▸ **Challenge**: Extract all data as written.

▸ **Given data**:
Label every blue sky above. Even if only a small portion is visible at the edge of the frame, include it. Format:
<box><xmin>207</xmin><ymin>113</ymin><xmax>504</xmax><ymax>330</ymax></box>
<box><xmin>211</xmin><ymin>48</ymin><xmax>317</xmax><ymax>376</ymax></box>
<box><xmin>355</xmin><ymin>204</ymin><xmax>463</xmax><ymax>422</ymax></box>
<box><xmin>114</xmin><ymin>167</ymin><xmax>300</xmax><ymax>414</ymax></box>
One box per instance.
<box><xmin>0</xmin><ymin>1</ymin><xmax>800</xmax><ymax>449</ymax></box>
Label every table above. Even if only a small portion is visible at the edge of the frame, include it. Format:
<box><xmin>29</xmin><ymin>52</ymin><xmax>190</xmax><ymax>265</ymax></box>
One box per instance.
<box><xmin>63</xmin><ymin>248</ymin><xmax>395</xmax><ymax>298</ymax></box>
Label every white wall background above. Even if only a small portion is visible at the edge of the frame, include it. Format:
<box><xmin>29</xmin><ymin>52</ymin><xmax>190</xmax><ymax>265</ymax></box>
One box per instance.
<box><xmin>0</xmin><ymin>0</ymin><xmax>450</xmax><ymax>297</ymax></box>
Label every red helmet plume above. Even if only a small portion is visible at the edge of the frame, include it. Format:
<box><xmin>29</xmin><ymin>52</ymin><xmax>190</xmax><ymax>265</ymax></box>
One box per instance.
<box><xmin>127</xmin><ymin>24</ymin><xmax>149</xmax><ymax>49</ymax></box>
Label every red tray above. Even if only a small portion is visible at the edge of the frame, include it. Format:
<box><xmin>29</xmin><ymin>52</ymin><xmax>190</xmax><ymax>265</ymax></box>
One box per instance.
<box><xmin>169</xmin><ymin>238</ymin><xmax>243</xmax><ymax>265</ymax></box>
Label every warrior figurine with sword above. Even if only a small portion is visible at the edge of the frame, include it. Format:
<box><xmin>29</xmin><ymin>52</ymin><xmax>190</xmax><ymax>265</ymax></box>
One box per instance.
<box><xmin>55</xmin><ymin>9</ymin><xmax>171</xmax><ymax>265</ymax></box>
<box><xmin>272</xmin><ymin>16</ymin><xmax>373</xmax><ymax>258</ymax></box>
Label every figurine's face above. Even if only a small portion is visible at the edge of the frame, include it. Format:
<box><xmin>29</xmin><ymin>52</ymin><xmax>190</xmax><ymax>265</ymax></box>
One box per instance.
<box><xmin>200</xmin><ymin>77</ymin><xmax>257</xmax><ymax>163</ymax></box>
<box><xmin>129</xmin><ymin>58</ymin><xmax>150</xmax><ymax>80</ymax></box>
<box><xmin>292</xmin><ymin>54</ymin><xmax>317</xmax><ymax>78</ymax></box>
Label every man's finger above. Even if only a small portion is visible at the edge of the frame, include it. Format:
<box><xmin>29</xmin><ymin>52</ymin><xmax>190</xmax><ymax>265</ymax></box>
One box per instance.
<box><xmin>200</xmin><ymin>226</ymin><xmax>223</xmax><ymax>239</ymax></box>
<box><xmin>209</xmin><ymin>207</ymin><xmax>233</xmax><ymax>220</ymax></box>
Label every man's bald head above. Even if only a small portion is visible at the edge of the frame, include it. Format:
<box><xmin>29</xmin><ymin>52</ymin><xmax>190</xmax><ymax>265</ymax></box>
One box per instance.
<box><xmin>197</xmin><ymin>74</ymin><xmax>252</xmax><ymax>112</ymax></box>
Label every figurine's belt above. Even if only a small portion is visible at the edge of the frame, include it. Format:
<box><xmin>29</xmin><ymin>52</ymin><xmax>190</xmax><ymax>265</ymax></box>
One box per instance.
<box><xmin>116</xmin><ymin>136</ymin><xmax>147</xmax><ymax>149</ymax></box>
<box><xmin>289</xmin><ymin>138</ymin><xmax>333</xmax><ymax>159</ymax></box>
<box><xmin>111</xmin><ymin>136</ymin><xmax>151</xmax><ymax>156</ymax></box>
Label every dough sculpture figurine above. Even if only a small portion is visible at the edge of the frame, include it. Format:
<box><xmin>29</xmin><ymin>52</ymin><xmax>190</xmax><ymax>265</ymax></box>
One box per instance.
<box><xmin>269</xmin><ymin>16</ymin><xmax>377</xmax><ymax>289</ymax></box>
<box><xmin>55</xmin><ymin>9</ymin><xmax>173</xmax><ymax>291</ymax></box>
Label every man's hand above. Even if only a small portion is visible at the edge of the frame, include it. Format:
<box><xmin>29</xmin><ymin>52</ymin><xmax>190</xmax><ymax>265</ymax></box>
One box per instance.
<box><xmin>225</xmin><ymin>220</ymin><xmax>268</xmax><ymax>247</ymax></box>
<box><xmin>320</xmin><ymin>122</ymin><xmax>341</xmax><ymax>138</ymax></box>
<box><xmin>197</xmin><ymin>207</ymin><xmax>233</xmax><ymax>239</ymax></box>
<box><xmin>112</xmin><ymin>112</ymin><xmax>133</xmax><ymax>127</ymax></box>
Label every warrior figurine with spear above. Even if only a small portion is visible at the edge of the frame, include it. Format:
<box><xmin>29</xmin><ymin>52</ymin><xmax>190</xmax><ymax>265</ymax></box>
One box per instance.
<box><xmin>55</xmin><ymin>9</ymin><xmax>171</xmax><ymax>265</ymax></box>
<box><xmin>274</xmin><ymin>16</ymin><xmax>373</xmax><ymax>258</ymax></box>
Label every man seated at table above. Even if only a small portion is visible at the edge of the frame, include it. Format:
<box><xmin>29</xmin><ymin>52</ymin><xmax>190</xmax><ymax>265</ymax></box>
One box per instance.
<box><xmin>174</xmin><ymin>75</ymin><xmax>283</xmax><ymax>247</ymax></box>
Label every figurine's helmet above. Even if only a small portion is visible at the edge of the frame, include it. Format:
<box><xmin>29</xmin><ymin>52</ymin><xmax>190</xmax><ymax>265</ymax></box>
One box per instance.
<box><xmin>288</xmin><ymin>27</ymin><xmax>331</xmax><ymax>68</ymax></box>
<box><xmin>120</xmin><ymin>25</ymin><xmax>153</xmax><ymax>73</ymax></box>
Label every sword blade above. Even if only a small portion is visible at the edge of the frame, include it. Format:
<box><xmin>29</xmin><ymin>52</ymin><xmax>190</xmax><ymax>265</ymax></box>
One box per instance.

▸ **Written answer**:
Label every blue sky above. Even if only a small portion is visible at the edge of the frame, include it. Format:
<box><xmin>207</xmin><ymin>113</ymin><xmax>504</xmax><ymax>330</ymax></box>
<box><xmin>211</xmin><ymin>48</ymin><xmax>317</xmax><ymax>376</ymax></box>
<box><xmin>355</xmin><ymin>204</ymin><xmax>463</xmax><ymax>422</ymax></box>
<box><xmin>114</xmin><ymin>167</ymin><xmax>300</xmax><ymax>414</ymax></box>
One box per instance.
<box><xmin>0</xmin><ymin>1</ymin><xmax>800</xmax><ymax>449</ymax></box>
Label every table above. Even if only a small portion is visible at the edge of the frame, include it. Format:
<box><xmin>29</xmin><ymin>52</ymin><xmax>190</xmax><ymax>265</ymax></box>
One box per instance.
<box><xmin>63</xmin><ymin>248</ymin><xmax>395</xmax><ymax>298</ymax></box>
Label every white wall background above. Even if only a small portion is visible at the edge of the frame, include it. Format:
<box><xmin>29</xmin><ymin>52</ymin><xmax>190</xmax><ymax>265</ymax></box>
One box per instance.
<box><xmin>0</xmin><ymin>0</ymin><xmax>450</xmax><ymax>297</ymax></box>
Label every red helmet plume above. Even if only a small portion is visible at the edge of the frame, include it. Format:
<box><xmin>29</xmin><ymin>52</ymin><xmax>190</xmax><ymax>265</ymax></box>
One box per instance.
<box><xmin>127</xmin><ymin>24</ymin><xmax>149</xmax><ymax>49</ymax></box>
Label every red tray above. Even if only a small portion is visible at the edge of the frame, include it. Format:
<box><xmin>29</xmin><ymin>52</ymin><xmax>190</xmax><ymax>265</ymax></box>
One box per instance.
<box><xmin>169</xmin><ymin>238</ymin><xmax>243</xmax><ymax>265</ymax></box>
Label every warrior figurine with sword above. Even if only a small portion is visible at the edge of the frame, include it. Format:
<box><xmin>29</xmin><ymin>52</ymin><xmax>190</xmax><ymax>265</ymax></box>
One box per instance.
<box><xmin>55</xmin><ymin>9</ymin><xmax>171</xmax><ymax>265</ymax></box>
<box><xmin>272</xmin><ymin>16</ymin><xmax>373</xmax><ymax>258</ymax></box>
Label every figurine's face above. Even if only a small portion is visible at the edge of the frame, include it. Format:
<box><xmin>29</xmin><ymin>52</ymin><xmax>190</xmax><ymax>265</ymax></box>
One box per instance.
<box><xmin>200</xmin><ymin>77</ymin><xmax>257</xmax><ymax>163</ymax></box>
<box><xmin>129</xmin><ymin>58</ymin><xmax>150</xmax><ymax>80</ymax></box>
<box><xmin>292</xmin><ymin>54</ymin><xmax>317</xmax><ymax>78</ymax></box>
Label every man's finger above. Even if only a small portion is visible at the edge of the frame, include it. Format:
<box><xmin>29</xmin><ymin>52</ymin><xmax>190</xmax><ymax>265</ymax></box>
One box per instance.
<box><xmin>200</xmin><ymin>226</ymin><xmax>223</xmax><ymax>239</ymax></box>
<box><xmin>209</xmin><ymin>207</ymin><xmax>233</xmax><ymax>220</ymax></box>
Label every man's bald head above. Even if only a small portion is visible at the edge of the frame, include it. Format:
<box><xmin>29</xmin><ymin>52</ymin><xmax>190</xmax><ymax>265</ymax></box>
One box per instance.
<box><xmin>197</xmin><ymin>74</ymin><xmax>252</xmax><ymax>112</ymax></box>
Label every figurine's belt above. Even if only a small portion is visible at the edge of the frame, include it. Format:
<box><xmin>29</xmin><ymin>52</ymin><xmax>190</xmax><ymax>265</ymax></box>
One box per instance.
<box><xmin>116</xmin><ymin>136</ymin><xmax>147</xmax><ymax>149</ymax></box>
<box><xmin>289</xmin><ymin>138</ymin><xmax>333</xmax><ymax>159</ymax></box>
<box><xmin>111</xmin><ymin>136</ymin><xmax>151</xmax><ymax>156</ymax></box>
Label every dough sculpture figurine above. Even if only a small portion is visible at the edge of the frame, include it. Format:
<box><xmin>29</xmin><ymin>52</ymin><xmax>190</xmax><ymax>265</ymax></box>
One box per instance.
<box><xmin>269</xmin><ymin>16</ymin><xmax>377</xmax><ymax>289</ymax></box>
<box><xmin>55</xmin><ymin>9</ymin><xmax>173</xmax><ymax>291</ymax></box>
Label every man's hand above. Even if only a small portion is visible at the edge of the frame, include it. Format:
<box><xmin>29</xmin><ymin>52</ymin><xmax>190</xmax><ymax>265</ymax></box>
One box per instance.
<box><xmin>225</xmin><ymin>220</ymin><xmax>268</xmax><ymax>247</ymax></box>
<box><xmin>320</xmin><ymin>122</ymin><xmax>341</xmax><ymax>138</ymax></box>
<box><xmin>197</xmin><ymin>207</ymin><xmax>233</xmax><ymax>239</ymax></box>
<box><xmin>112</xmin><ymin>112</ymin><xmax>133</xmax><ymax>127</ymax></box>
Label every warrior figurine with spear above. Even if only a small portion is visible at the edge of the frame, include it. Format:
<box><xmin>29</xmin><ymin>52</ymin><xmax>190</xmax><ymax>265</ymax></box>
One box per instance.
<box><xmin>55</xmin><ymin>9</ymin><xmax>171</xmax><ymax>265</ymax></box>
<box><xmin>274</xmin><ymin>16</ymin><xmax>373</xmax><ymax>258</ymax></box>
Label every man seated at table above. Even if only a small portion is visible at the edge of the frame, include it. Format:
<box><xmin>29</xmin><ymin>52</ymin><xmax>190</xmax><ymax>265</ymax></box>
One box per instance.
<box><xmin>174</xmin><ymin>75</ymin><xmax>283</xmax><ymax>247</ymax></box>
Label every figurine's helmet above. Even if only a small portion is visible at the edge of the frame, include it. Format:
<box><xmin>29</xmin><ymin>52</ymin><xmax>190</xmax><ymax>265</ymax></box>
One box per instance.
<box><xmin>288</xmin><ymin>27</ymin><xmax>331</xmax><ymax>68</ymax></box>
<box><xmin>120</xmin><ymin>25</ymin><xmax>153</xmax><ymax>73</ymax></box>
Label every sword blade above. Even if only a small portion is visible at the edge of the frame, include it. Format:
<box><xmin>29</xmin><ymin>52</ymin><xmax>190</xmax><ymax>265</ymax></box>
One box per instance.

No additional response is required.